_Written problem_
Transcribe, word for word, the line containing "of the mountain" and each line following it through the end of the listing below. Omit all other lines.

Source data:
########
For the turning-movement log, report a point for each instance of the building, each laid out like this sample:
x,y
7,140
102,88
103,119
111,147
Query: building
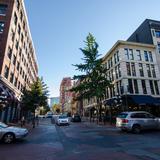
x,y
53,100
18,63
65,94
148,32
133,67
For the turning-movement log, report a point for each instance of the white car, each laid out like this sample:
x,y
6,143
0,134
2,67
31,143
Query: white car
x,y
9,133
62,120
137,121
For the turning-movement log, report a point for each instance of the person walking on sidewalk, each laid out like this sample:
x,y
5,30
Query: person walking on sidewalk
x,y
22,121
33,122
37,120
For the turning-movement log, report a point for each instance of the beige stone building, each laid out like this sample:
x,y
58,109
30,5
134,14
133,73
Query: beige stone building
x,y
133,70
18,63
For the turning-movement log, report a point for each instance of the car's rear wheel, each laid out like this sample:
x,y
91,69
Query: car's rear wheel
x,y
8,138
136,129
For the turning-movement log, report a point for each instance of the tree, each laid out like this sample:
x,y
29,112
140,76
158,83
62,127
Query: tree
x,y
93,81
36,96
56,108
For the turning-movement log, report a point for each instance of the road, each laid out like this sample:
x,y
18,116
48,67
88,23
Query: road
x,y
82,141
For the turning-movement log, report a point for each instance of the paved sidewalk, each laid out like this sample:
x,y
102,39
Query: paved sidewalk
x,y
27,125
87,122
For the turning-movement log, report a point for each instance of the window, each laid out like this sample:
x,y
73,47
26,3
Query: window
x,y
116,72
1,27
14,60
144,86
6,72
21,16
12,35
20,52
150,57
139,57
157,34
115,58
111,62
138,115
126,53
141,73
148,70
151,87
133,69
158,47
18,4
15,82
131,54
22,38
17,44
136,86
128,68
156,87
9,53
18,66
130,86
19,29
146,56
20,70
11,77
112,75
3,9
15,19
153,71
119,70
18,85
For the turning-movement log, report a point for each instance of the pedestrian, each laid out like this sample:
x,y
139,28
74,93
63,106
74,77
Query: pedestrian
x,y
22,121
33,122
37,120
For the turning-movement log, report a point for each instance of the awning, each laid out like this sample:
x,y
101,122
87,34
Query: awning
x,y
109,101
144,100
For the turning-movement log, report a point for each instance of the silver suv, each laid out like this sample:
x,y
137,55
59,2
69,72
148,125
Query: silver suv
x,y
137,121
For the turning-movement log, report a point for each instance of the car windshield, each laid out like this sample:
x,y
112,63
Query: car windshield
x,y
122,115
61,117
2,125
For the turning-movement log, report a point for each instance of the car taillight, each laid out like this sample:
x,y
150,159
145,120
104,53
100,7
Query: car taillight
x,y
124,120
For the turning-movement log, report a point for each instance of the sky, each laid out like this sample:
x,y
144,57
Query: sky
x,y
59,28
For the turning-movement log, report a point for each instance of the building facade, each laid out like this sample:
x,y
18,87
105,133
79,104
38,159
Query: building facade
x,y
53,100
65,94
148,32
133,70
18,63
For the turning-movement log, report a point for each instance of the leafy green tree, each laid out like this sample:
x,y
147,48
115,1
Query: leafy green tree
x,y
36,96
93,81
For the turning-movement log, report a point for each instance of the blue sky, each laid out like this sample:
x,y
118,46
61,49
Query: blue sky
x,y
59,27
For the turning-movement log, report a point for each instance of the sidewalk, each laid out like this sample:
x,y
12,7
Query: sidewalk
x,y
27,125
100,124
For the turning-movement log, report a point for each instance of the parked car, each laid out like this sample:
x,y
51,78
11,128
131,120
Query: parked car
x,y
49,115
137,121
76,118
62,120
9,133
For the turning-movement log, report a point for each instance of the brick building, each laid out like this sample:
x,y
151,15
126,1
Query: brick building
x,y
65,95
133,67
18,63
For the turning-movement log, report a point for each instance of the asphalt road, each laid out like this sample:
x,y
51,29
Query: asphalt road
x,y
82,141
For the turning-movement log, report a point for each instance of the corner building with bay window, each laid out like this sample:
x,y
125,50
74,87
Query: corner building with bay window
x,y
133,70
18,63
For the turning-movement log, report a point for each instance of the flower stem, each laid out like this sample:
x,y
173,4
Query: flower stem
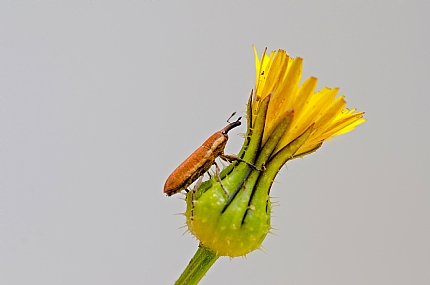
x,y
199,265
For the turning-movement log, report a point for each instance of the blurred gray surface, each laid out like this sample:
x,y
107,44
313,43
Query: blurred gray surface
x,y
101,101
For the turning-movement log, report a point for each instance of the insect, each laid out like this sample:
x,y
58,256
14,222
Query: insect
x,y
201,160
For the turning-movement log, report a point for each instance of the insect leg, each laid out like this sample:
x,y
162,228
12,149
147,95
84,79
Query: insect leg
x,y
219,178
232,157
196,186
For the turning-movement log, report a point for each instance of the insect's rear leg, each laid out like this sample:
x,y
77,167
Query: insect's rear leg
x,y
196,186
219,179
232,157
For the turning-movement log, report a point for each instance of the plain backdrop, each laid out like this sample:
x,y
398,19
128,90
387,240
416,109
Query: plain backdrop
x,y
100,101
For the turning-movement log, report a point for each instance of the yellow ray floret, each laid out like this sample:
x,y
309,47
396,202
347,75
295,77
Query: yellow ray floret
x,y
279,75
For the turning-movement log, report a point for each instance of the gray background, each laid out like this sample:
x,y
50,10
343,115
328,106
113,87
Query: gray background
x,y
101,101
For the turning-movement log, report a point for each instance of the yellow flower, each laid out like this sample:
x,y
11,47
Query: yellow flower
x,y
285,121
279,75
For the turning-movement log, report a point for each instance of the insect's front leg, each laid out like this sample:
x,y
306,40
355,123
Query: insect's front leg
x,y
232,157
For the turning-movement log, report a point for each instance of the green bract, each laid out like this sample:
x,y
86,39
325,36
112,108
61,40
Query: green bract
x,y
237,224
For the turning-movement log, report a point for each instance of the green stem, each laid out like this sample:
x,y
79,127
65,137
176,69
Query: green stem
x,y
198,266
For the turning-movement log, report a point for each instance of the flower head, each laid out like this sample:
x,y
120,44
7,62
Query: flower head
x,y
285,121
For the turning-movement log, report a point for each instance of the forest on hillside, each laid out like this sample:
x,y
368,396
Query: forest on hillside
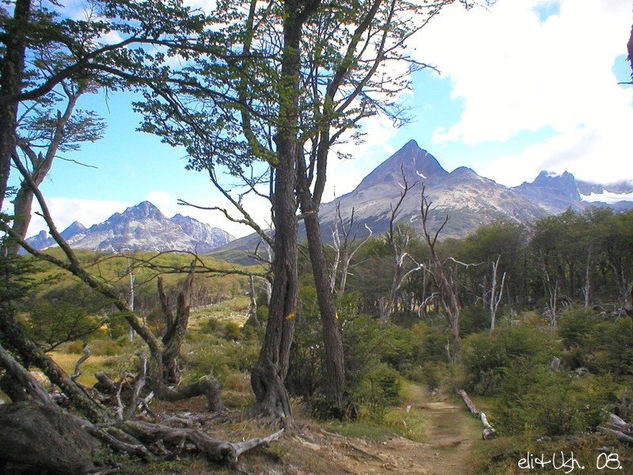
x,y
161,362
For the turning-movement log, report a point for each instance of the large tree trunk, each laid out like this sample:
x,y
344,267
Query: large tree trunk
x,y
175,334
334,355
11,84
41,166
269,373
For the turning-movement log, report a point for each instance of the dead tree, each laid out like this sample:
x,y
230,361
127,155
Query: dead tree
x,y
252,308
446,284
398,238
61,442
495,294
206,386
344,249
487,431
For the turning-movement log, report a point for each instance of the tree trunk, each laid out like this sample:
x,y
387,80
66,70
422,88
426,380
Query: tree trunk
x,y
11,84
33,354
175,334
334,355
269,373
252,308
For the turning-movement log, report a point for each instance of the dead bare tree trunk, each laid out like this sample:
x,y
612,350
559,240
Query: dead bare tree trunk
x,y
131,298
586,290
398,239
175,334
448,293
32,353
495,296
252,308
10,85
345,249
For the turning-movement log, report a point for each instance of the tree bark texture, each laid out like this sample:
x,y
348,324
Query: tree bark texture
x,y
11,84
332,342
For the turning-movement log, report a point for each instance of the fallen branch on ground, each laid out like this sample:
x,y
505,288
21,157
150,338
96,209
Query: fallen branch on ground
x,y
487,431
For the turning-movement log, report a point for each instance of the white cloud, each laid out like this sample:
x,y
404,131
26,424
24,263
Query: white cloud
x,y
344,175
66,210
517,73
608,197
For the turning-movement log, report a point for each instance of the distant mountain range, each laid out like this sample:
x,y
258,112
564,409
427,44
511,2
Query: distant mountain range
x,y
469,199
140,228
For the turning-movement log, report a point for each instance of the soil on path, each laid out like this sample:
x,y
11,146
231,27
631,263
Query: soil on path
x,y
450,434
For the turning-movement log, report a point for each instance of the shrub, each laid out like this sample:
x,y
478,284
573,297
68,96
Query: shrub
x,y
379,389
488,357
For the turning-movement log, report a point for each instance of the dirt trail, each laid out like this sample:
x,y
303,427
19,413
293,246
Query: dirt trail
x,y
450,435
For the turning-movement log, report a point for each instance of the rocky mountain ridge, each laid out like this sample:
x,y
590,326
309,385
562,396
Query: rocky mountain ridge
x,y
140,228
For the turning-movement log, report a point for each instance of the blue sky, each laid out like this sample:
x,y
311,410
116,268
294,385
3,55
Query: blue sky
x,y
526,85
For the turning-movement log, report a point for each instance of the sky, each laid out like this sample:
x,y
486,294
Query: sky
x,y
524,86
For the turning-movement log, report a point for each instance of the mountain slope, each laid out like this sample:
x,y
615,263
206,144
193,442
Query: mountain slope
x,y
141,227
467,198
556,193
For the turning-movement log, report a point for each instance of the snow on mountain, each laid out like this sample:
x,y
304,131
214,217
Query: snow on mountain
x,y
141,227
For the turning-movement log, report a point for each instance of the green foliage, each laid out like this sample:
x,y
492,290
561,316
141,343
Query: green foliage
x,y
538,401
486,357
379,388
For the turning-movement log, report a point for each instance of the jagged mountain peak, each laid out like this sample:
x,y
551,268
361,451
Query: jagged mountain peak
x,y
142,227
563,184
145,209
73,229
416,164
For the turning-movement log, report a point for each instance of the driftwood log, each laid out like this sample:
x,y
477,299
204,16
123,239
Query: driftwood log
x,y
43,437
487,431
619,428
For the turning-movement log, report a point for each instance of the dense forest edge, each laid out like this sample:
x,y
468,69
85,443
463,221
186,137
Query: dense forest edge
x,y
510,349
549,371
########
_Solution below_
For the turning-movement log, report a point for each instance of the mountain slope, each laid out like this sample:
x,y
615,263
206,144
193,442
Query: mountain slope
x,y
141,227
467,198
556,193
For the turning-movement log, report a point for each instance of the snow on mountain, each laid out like this sample:
x,y
304,131
214,217
Query: snow on mountain
x,y
141,227
For the turning-movement log, report a point for each instance of the green foliage, each laid out like this sample:
x,y
492,290
561,316
141,343
Query: green foliage
x,y
538,401
486,357
379,388
For the turning-movement log, report a point for each instance of the jagged mountain peak, each laid out like this sample:
x,y
551,268
361,451
Query: jagged mountain peak
x,y
142,227
563,184
145,209
73,229
416,164
For the turning-movement log, report a point for each instance of the driftwood log, each laid out like this sample:
x,y
477,299
204,16
123,239
Query: driftwood log
x,y
43,437
487,431
619,428
For the turning-movement log, report a point for each instance of the dense forest edge, each laid out like this sample:
x,y
468,69
85,443
463,221
186,137
Query: dense forest edge
x,y
510,349
549,371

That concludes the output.